-------- Input data

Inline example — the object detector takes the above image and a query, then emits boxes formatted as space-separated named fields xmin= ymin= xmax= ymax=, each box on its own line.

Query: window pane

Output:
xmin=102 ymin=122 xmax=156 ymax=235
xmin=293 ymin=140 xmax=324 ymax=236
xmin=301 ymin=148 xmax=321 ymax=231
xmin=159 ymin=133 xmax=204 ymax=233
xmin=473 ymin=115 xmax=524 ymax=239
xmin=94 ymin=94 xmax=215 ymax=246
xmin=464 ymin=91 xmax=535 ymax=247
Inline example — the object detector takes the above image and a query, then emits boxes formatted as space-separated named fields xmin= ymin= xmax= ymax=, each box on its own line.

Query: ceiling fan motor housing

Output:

----------------

■ Task item
Write each line of the data down again exactly as it reads.

■ Result for this task
Inline example — the object detector takes the above image and a query, then emits boxes formatted as space-separated named fields xmin= ymin= xmax= ymax=, each box on its own line.

Query: window pane

Output:
xmin=102 ymin=122 xmax=156 ymax=235
xmin=293 ymin=140 xmax=324 ymax=236
xmin=301 ymin=148 xmax=321 ymax=231
xmin=159 ymin=133 xmax=204 ymax=233
xmin=473 ymin=115 xmax=524 ymax=239
xmin=94 ymin=94 xmax=215 ymax=246
xmin=464 ymin=91 xmax=535 ymax=247
Inline example — the object detector takes the above image and a query, then emits boxes formatted as space-separated named fields xmin= ymin= xmax= ymax=, each box on its own line.

Query: ceiling fan motor housing

Output:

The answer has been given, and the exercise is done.